++++ MATERIAL PROVIDED ++++
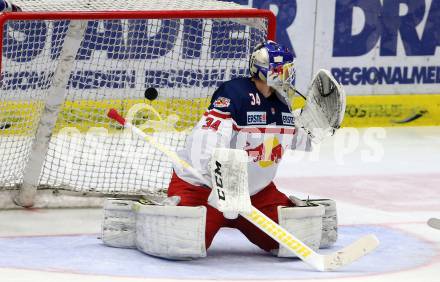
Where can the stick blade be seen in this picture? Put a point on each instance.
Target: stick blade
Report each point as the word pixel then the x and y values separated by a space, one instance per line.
pixel 434 223
pixel 351 253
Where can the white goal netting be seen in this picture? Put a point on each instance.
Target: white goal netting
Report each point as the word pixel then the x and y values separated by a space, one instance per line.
pixel 117 60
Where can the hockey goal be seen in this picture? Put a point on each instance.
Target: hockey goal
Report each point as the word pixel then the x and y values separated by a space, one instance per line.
pixel 65 63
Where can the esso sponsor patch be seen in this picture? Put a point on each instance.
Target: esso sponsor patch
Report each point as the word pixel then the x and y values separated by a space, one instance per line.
pixel 288 119
pixel 222 102
pixel 256 118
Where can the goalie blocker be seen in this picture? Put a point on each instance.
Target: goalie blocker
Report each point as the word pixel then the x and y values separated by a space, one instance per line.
pixel 178 232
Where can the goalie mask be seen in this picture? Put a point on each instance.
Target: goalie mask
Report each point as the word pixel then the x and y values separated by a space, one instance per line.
pixel 274 64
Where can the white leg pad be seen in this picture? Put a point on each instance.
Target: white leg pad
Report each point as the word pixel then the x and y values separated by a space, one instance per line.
pixel 118 226
pixel 172 232
pixel 304 222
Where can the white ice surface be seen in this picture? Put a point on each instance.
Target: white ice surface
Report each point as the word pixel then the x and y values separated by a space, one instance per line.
pixel 392 195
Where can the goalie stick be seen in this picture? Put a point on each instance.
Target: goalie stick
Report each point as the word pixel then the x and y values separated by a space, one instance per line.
pixel 434 223
pixel 319 262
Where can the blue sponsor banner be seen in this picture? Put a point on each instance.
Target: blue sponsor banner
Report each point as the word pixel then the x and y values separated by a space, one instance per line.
pixel 380 46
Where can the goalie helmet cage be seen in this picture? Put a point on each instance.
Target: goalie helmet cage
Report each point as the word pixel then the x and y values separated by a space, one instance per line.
pixel 65 63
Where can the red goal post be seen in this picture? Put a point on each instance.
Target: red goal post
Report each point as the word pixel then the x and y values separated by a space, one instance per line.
pixel 51 98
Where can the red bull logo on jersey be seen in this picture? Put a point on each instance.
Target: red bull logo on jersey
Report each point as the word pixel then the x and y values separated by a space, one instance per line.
pixel 256 118
pixel 222 102
pixel 267 153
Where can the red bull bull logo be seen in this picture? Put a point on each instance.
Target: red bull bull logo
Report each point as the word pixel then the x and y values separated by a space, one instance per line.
pixel 267 153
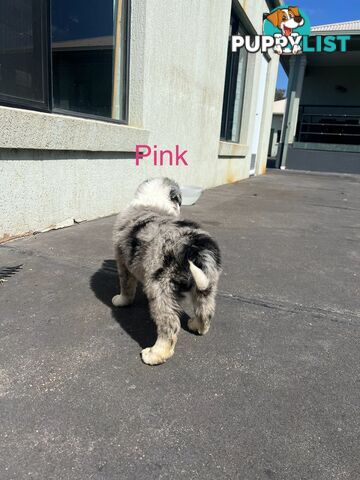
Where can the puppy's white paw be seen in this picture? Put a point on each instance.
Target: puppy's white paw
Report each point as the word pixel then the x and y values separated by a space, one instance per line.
pixel 151 356
pixel 197 326
pixel 121 301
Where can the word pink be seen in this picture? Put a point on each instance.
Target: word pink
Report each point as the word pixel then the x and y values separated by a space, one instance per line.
pixel 160 156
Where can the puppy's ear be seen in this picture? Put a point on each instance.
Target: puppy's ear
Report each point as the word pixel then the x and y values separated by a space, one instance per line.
pixel 275 18
pixel 294 11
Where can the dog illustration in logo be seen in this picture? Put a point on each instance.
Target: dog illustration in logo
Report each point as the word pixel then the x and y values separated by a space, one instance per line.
pixel 286 20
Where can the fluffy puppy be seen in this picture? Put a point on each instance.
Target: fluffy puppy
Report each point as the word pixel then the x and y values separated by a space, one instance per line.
pixel 170 257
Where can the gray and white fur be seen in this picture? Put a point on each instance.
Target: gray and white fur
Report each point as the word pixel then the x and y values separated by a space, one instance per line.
++++
Go back to the lines above and output, exactly as they stand, the ones from the line containing "Where can the goalie helmet" to the line containing "Target: puppy's white paw". Leave all pictures behind.

Where can the goalie helmet cage be seen in this picture? Put a point on each instance.
Target: goalie helmet cage
Report each point as the word pixel then the x and y values separated by a space, one instance per line.
pixel 65 63
Where can the red goal post be seen in this picture? Put a point on each instance.
Target: red goal post
Report each point as the word pixel then the x and y values separated by a space, one instance per line.
pixel 51 98
Where can the red bull logo on jersey be seen in this picture? Put a point on each instance.
Target: red bull logo on jersey
Report each point as the word pixel then the x and y values separated by a space, one instance per line.
pixel 256 118
pixel 222 102
pixel 267 153
Where can the red bull bull logo be seen in this picture? Put a point on each instance.
Target: red bull bull logo
Report each point as the word pixel then the x and y values separated by a space, one instance per line.
pixel 267 153
Where can the puppy's white paw be seen in this picture? Put a point on each instance.
Target: puppy's white paw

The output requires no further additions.